--- TEXT Enclosed Below ---

To characterize in a non-biased way TADs according to their activation or repression by Pg, we ranked all TADs with 4 or more protein coding genes according their global Pg-induced changes of expression and studied the top and bottom deciles (further mentioned as Pg-activated or -repressed TADs, respectively - see Supplementary Material) as compared to the remaining TADs (Fig. 3A and Supplementary Fig. 4a; see Supplementary Material). In these top and bottom TADs, the expression levels of most protein-coding genes (∼70%) were modified according to the global TAD response (Fig. 3B). These changes were irrespective of their basal expression levels (Supplementary Fig. 4B). In addition, the transcribed non-coding regions responded to Pg in the same direction as the protein-coding genes (Fig. 3C and Supplementary Fig. 5). We observed coherent activity changes already after 1 h of Pg treatment (Fig. 3D), whereas no correlated response to E2 was observed, suggesting that TADs could respond differently to distinct stimuli (Fig. 3E and Supplementary Fig. 4C). These results confirm that some TADs respond as a unit to hormone stimulus by global changes of their transcriptional activity.
Pg induces structural reorganisation of TADs depending on the changes of activity of their resident genes
Next, we asked whether these coordinated transcription changes could be due to differential structural modifications of Pg-activated and -repressed TADs. Indeed, Pg treatment resulted in increased and decreased number or interactions within activated and repressed TADs, respectively (Fig. 4A). The correlation between changes in transcriptional activity and changes in interactions frequencies was observed independently in the two Hi-C datasets (HindIII and NcoI), supporting their Pg-dependence (Supplementary Fig. 6A, B).
To interpret these changes in terms of spatial structure-function relationship, we generated comprehensive three-dimensional (3D) models of 61 genomic regions of the T47D genome corresponding to 209 TADs, of which 30 and 43 were transcriptionally repressed and activated by Pg, respectively (Supplementary Table 3). Models were built based on our Hi-C datasets using the Integrative Modelling Platform (Russel et al. 2012) (IMP) as previously described (Bau and Marti-Renom 2012) (See Supplementary Material). We pooled the normalized Hi-C datasets obtained with NcoI and HindIII and used the interaction matrices at a resolution of 20 Kb, resulting in about 50 interacting particles per modeled TAD. To validate the modeling approach, we compared 3D models obtained for a region of chromosome 1 with the results of FISH experiments on the same region. We used five fluorescent probes located within the same TAD and/or near the borders (Fig. 4B). As previously described (Mateos-Langerak et al. 2009), the spatial distances measured in situ increased with the genomic distances (Supplementary Fig. 6C). This trend was also observed in the 3D models, albeit with smaller distances across the entire set of pairs of probes (Supplementary Fig. 6C). Despite the scale difference, the distances calculated from the 3D models correlated with the 3D FISH distances (Fig. 4B, R = 0.94) confirming that the accuracy of our modeling approach was appropriate to further analyze global structural properties of the modeled TADs.

--- End of Enclosed TEXT ---
--- SUPPLIED INFORMATION Enclosed Below ---

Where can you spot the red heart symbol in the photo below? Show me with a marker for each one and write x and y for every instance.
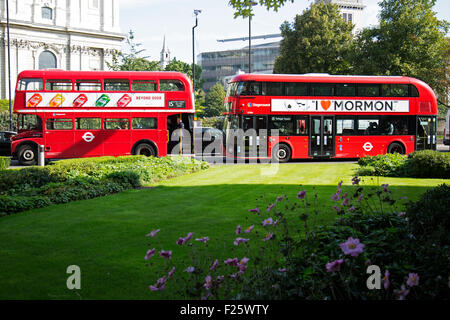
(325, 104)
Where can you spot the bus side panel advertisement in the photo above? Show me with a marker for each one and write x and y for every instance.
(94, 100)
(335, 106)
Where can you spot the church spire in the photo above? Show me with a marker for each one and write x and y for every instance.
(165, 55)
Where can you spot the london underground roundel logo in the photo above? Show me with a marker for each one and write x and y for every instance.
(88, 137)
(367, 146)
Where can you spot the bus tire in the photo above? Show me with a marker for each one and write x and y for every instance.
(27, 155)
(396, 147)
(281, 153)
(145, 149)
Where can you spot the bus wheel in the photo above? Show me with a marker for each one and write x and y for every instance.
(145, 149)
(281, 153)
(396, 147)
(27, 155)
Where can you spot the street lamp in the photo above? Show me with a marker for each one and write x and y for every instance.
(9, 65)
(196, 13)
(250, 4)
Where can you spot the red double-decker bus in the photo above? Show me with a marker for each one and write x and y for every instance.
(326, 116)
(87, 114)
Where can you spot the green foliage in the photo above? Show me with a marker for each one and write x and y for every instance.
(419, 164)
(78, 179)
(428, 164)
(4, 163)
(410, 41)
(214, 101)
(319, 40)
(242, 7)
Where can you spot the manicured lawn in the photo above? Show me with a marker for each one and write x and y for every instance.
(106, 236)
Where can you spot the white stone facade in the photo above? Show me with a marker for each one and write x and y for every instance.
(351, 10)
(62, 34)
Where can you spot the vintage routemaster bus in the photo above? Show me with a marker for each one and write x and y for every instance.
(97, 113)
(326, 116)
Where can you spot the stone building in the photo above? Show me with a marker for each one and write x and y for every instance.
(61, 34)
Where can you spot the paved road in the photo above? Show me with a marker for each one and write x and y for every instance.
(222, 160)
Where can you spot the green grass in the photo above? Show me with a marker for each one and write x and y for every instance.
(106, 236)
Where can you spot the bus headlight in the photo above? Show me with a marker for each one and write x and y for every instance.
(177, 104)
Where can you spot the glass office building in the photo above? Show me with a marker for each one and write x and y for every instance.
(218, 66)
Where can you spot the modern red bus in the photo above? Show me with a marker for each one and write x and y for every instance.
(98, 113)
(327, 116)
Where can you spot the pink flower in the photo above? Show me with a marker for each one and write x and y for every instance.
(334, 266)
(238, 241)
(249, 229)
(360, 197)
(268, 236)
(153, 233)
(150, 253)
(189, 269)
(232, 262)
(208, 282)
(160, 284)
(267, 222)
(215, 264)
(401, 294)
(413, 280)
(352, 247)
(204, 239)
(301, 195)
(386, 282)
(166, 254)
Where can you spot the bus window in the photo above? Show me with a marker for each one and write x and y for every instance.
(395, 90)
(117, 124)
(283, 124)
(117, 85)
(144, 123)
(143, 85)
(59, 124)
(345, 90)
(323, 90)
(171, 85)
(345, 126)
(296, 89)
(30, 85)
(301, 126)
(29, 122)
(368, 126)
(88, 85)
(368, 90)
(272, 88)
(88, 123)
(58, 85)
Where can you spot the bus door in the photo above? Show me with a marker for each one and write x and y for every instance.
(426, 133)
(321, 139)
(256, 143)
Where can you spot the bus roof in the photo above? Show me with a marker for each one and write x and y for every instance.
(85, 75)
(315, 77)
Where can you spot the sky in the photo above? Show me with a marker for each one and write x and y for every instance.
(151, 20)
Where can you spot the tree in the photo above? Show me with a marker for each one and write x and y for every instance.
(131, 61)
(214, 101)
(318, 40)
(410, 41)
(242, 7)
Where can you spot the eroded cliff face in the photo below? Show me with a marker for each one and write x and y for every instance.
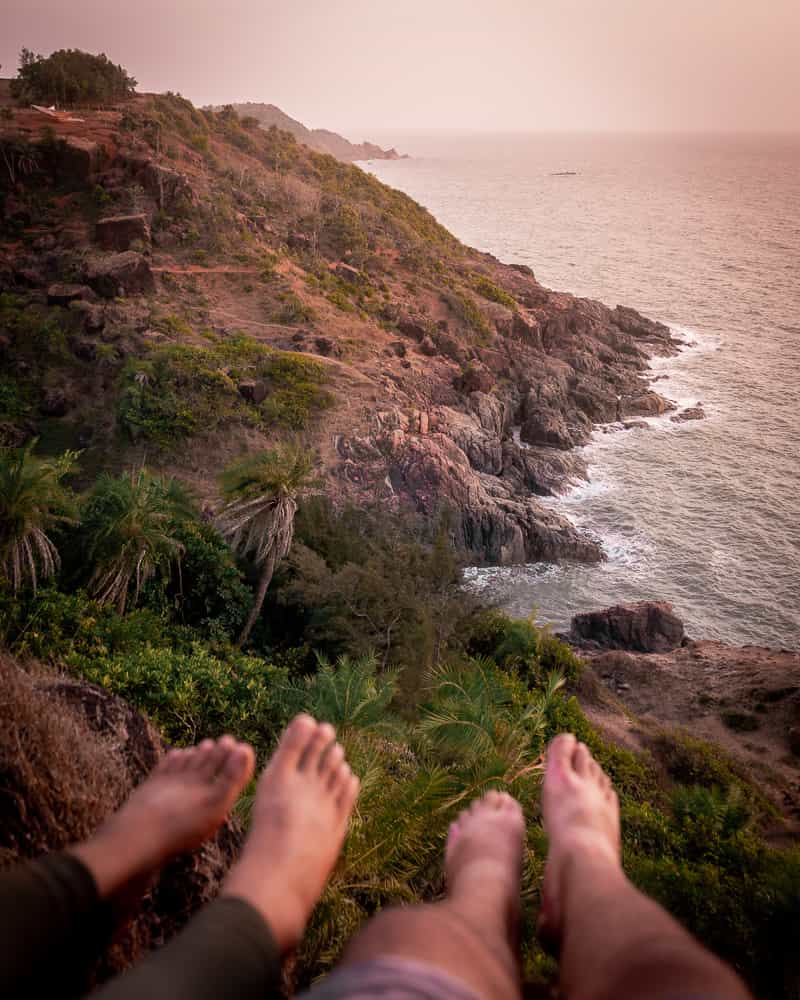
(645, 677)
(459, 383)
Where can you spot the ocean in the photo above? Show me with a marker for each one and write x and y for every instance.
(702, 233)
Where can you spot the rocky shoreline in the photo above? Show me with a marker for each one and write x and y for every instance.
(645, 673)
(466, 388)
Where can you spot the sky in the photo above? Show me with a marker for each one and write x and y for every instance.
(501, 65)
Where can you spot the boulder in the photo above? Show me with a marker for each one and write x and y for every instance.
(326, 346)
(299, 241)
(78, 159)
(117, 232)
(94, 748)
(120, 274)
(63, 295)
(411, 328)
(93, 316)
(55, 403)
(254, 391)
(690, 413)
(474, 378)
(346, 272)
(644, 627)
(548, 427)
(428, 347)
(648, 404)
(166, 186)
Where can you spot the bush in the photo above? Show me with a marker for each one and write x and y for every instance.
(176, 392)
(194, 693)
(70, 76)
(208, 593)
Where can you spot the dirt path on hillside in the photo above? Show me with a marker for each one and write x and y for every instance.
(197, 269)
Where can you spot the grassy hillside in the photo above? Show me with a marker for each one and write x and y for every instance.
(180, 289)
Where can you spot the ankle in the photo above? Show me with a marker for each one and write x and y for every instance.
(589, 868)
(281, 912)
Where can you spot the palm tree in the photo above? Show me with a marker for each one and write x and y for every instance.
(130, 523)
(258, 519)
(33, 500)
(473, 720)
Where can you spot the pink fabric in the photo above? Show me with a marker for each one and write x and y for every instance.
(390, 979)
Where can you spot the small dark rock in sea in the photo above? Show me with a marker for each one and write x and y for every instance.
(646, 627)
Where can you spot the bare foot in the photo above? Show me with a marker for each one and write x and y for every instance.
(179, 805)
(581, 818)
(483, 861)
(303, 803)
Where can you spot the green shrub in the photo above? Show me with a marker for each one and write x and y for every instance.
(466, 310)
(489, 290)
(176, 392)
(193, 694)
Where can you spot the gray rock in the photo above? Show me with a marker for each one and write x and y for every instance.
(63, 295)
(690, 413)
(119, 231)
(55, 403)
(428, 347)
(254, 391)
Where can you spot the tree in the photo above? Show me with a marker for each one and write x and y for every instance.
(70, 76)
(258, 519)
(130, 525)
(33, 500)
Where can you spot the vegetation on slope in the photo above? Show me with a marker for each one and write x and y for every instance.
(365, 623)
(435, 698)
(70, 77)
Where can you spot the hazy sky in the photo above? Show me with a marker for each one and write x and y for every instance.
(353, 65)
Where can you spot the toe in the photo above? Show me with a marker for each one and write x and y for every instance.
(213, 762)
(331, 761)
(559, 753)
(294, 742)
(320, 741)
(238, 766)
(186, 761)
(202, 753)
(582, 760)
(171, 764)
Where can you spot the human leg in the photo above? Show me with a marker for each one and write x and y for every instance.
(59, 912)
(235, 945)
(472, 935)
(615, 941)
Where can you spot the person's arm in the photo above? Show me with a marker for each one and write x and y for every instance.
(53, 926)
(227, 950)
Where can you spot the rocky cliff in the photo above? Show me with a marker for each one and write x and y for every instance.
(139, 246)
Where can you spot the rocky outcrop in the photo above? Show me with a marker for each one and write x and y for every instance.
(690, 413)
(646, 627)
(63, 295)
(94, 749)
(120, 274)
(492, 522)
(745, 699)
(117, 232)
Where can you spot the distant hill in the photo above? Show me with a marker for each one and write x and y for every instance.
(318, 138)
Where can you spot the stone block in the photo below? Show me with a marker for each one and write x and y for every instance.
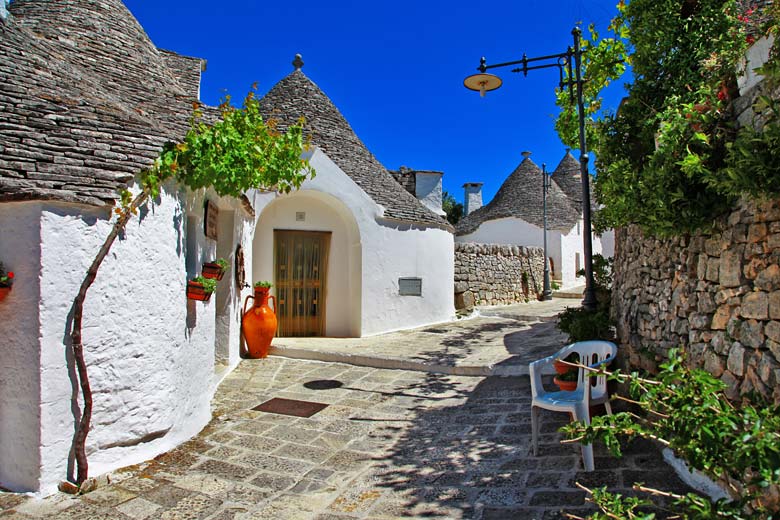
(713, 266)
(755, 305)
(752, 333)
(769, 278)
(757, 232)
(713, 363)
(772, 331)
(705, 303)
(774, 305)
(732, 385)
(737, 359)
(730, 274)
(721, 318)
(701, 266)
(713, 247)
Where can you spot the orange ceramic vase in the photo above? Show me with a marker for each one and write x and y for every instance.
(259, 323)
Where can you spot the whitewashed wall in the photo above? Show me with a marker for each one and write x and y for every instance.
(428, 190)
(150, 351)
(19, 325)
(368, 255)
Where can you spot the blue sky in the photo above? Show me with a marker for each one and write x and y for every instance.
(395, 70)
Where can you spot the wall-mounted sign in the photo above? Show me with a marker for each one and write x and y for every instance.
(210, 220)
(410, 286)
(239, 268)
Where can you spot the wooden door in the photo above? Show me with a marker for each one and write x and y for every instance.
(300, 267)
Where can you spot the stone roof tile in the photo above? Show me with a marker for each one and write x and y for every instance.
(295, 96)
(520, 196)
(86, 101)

--- End of Enclosed SUPPLIED INFORMATION ---

#### WORK ORDER 1
Using the text on Pg and TADs, decide whether each statement agrees with it: (a) the 3D models used interaction matrices at a resolution of 20 Kb; (b) TADs showed a correlated response to E2; (c) the distances in the 3D models were larger than the distances measured by FISH. Answer each with yes or no and quote the words of the text that decide it.
#### WORK ORDER 2
Reproduce word for word the stretch of the Pg and TADs text from "Pg induces structural" through "Fig. 6A, B).".

#### RESPONSE 1
(a) Yes: "used the interaction matrices at a resolution of 20 Kb"
(b) No: "no correlated response to E2 was observed"
(c) No: "albeit with smaller distances across the entire set of pairs of probes"

#### RESPONSE 2
Pg induces structural reorganisation of TADs depending on the changes of activity of their resident genes
Next, we asked whether these coordinated transcription changes could be due to differential structural modifications of Pg-activated and -repressed TADs. Indeed, Pg treatment resulted in increased and decreased number or interactions within activated and repressed TADs, respectively (Fig. 4A). The correlation between changes in transcriptional activity and changes in interactions frequencies was observed independently in the two Hi-C datasets (HindIII and NcoI), supporting their Pg-dependence (Supplementary Fig. 6A, B).